Extract to read.
::::

Print version ISSN 0037-8682On-line version ISSN 1678-9849

Rev. Soc. Bras. Med. Trop. vol.48 no.3 Uberaba May/June 2015

http://dx.doi.org/10.1590/0037-8682-0040-2015 

Major Articles

Epidemiological aspects of Toxoplasma gondii infection in riverside communities in the Southern Brazilian Amazon

Sérgio Neto Vitaliano 1   2  

Gabriel Maciel de Mendonça 3  

Felipe Amsterdam Maia de Sandres 3  

Juliana de Souza Almeida Aranha Camargo 3  

Paulo de Tarso 3  

Sérgio de Almeida Basano 3   4  

Jéssica Carolinne Damasceno e Silva 3  

Viviane Krominski Graça de Souza 3  

Glenci Cartonilho 5  

Alexandre Thomé da Silva de Almeida 3  

Solange Maria Gennari 2  

Luís Marcelo Aranha Camargo 3   6  

1Curso de Medicina Veterinária, Faculdades Metropolitanas Unidas, São Paulo, São Paulo, Brasil.

2Faculdade de Medicina Veterinária e Zootecnia, Universidade de São Paulo, São Paulo, São Paulo, Brasil.

3Faculdade São Lucas, Porto Velho, Rondônia, Brasil.

4Secretaria de Estado da Saúde de Rondônia, Hospital Cemetron, Porto Velho, Rondônia, Brasil.

5Laboratório Central de Saúde Pública, Secretaria Municipal de Saúde de Porto Velho, Porto Velho, Rondônia, Brasil.

6ICB5/USP - Unidade Avançada de Pesquisa, Universidade de São Paulo em Rondônia, Monte Negro, Rondônia, Brasil.

ABSTRACT

INTRODUCTION:

Toxoplasma gondii infection is widely prevalent in humans and other animals worldwide. Information on the prevalence of T. gondii infection is scarce in some regions of Brazil, including riverside communities along the Amazon River basin. M

METHODS:

The prevalence of T. gondii in 231 people, aged 1-85 years, who were living in four riverside communities along the Purus River, Lábrea, State of Amazonas, Brazil, was determined. Antibodies against T. gondii were assayed using a commercial enzyme-linked immunosorbent assay (ELISA) kit. The hearts and brains of 50 chickens, which were raised free-range in the communities, were pooled according to the community of origin and bioassayed in mice. The isolates were genotyped using polymorphisms at 12 nuclear markers (SAG1, 5' and 3'-SAG2, alt.SAG2, SAG3, BTUB, GRA6, c22-8, c29-2, L358, PK1, Apico and CS3).

RESULTS:

The overall seroprevalence of T. gondii was 56.7% (131/231). IgG antibodies were presented by 117 (89.3%) and IgM by 14 (10.7%) of the 131 positive individuals. No association between age group and gender with prevalence was observed (chi-square test, p > 0.05); however, the comparison between localities showed that the seroprevalence of T. gondii was significantly lower among the individuals living in the Boca do Ituxi (p < 0.05) community. Five isolates of T. gondii were obtained in the mouse bioassay, and genotyping revealed two complete genotypes that had not been described previously and three mixed isolates.

CONCLUSIONS:

These results support previous findings that T. gondii population genetics are highly diverse in Brazil and that T. gondii infection is active in these riverside communities.

::::

Tasks.
a) Rewrite the part of the abstract on Toxoplasma gondii that begins with the words containing "The overall seroprevalence" and ends with "these riverside communities.", putting "bioassay in mice" wherever "mouse bioassay" appears.
b) Continue the abstract on Toxoplasma gondii, starting right after its last sentence.

Material supplied.
::::

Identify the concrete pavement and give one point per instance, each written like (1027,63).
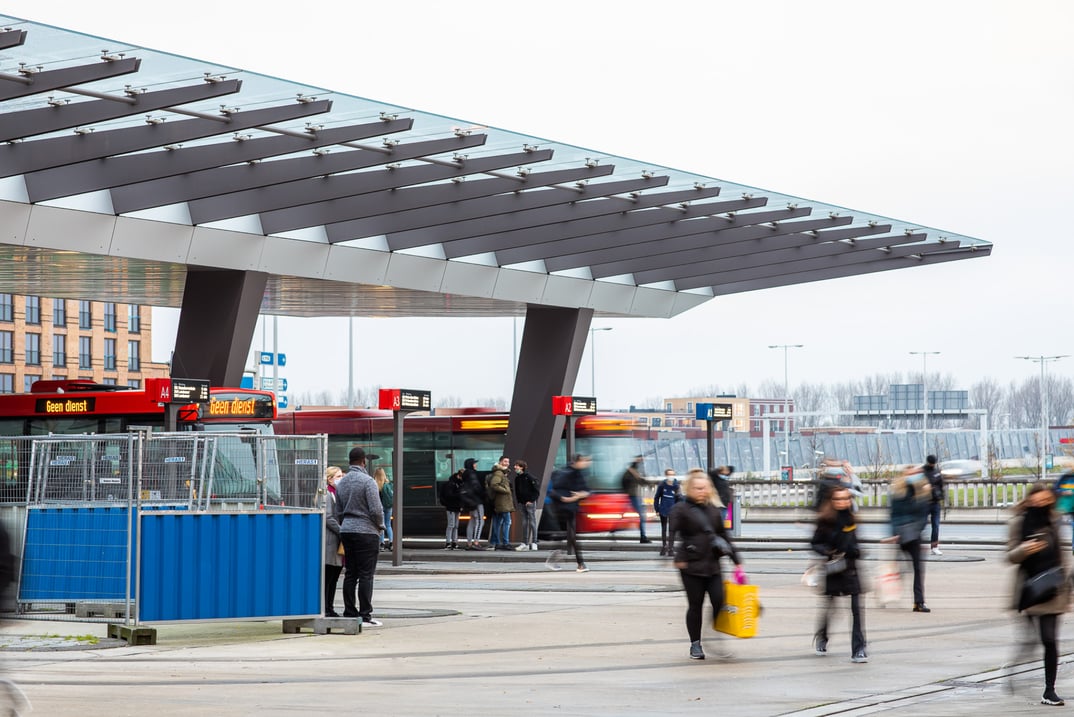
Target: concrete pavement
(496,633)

::::

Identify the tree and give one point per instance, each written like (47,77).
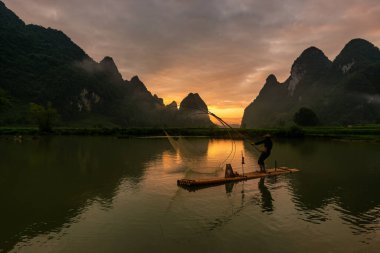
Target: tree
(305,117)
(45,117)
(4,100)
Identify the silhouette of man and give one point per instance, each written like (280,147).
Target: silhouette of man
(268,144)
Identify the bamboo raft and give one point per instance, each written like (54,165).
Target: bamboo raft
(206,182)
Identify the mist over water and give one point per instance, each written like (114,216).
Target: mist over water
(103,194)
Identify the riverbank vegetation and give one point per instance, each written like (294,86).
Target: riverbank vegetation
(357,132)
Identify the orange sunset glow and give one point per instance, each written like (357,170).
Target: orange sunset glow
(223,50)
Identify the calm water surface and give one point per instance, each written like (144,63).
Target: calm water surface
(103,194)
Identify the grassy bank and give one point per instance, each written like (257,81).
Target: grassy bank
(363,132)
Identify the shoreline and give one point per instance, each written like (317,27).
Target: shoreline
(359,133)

::::

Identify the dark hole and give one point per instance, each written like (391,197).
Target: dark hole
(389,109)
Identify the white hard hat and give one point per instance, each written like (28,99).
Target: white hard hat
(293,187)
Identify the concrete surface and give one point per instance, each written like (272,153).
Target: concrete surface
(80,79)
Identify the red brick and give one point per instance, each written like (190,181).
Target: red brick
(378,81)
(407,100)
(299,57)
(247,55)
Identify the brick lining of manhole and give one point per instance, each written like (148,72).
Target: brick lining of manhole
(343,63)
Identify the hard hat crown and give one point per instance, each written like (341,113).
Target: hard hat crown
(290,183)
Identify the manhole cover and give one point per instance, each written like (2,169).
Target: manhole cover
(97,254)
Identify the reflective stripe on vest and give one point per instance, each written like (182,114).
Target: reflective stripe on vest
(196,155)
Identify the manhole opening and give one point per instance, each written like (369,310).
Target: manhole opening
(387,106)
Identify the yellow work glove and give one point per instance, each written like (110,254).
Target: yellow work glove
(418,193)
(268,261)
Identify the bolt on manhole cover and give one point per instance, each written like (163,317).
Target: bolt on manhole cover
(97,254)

::::

Answers to the exercise.
a)
The overall seroprevalence of T. gondii was 56.7% (131/231). IgG antibodies were presented by 117 (89.3%) and IgM by 14 (10.7%) of the 131 positive individuals. No association between age group and gender with prevalence was observed (chi-square test, p > 0.05); however, the comparison between localities showed that the seroprevalence of T. gondii was significantly lower among the individuals living in the Boca do Ituxi (p < 0.05) community. Five isolates of T. gondii were obtained in the bioassay in mice, and genotyping revealed two complete genotypes that had not been described previously and three mixed isolates.

CONCLUSIONS:

These results support previous findings that T. gondii population genetics are highly diverse in Brazil and that T. gondii infection is active in these riverside communities.

b)
Key words: Toxoplasma gondii; Riverside communities; Amazon; Purus River; Epidemiology

INTRODUCTION

Toxoplasma gondii infection is widely prevalent in humans and other animals worldwide(1). In Brazil, the burden of clinical toxoplasmosis in humans is considered to be very high, as up to 50% of elementary school children and 50-80% of women of childbearing age show antibodies against T. gondii (2). Despite the large number of studies that have investigated the epidemiology of this agent in human beings and animals, information on the prevalence of T. gondii infection is scarce in some regions of Brazil. As a result, it is difficult to establish the distribution of the agent and to implement control measures in these regions.

The Brazilian Amazon region is geographically, socially and ecologically different from other parts of the world, yet there are few studies on T. gondii in this region. Cavalcante et al.(3) ( 4) found a prevalence of 73.3% in humans, 87.3% in cats and 37.5% in pigs on 71 farms in the municipality of Monte Negro, Rondônia, in the western Amazon region. From the same area, T. gondii was isolated in free-range chickens and, based on restriction fragment length polymorphism (RFLP), 24 isolates were genotyped(5), and seven different genotypes were found(6), thus confirming the high diversity of T. gondii isolates in Brazil(7) (8). Furthermore, the pathogenicity of Brazilian strains, based on mouse bioassays, suggested that they carry a higher virulence than isolates from other regions of the world(7).

In the Amazon region of French Guiana, from 1998 to 2006, 44 cases of severe toxoplasmosis, caused by an atypical isolate, were observed in immunocompetent adults(9). Mercier et al.(10), also in French Guiana, compared T. gondii isolates originating from anthropized suburban areas and from the wild environment and observed that the two environmental populations, wild and anthropized, were genetically well differentiated.

The aim of the current study was to determine the prevalence of T. gondii in humans living in riverside communities in the Amazon region of Brazil and to biologically and genetically characterize the T. gondii isolates from chickens that were raised in the same communities using 12 polymerase chain reaction-restriction fragment length polymorphism (PCR-RFLP) markers.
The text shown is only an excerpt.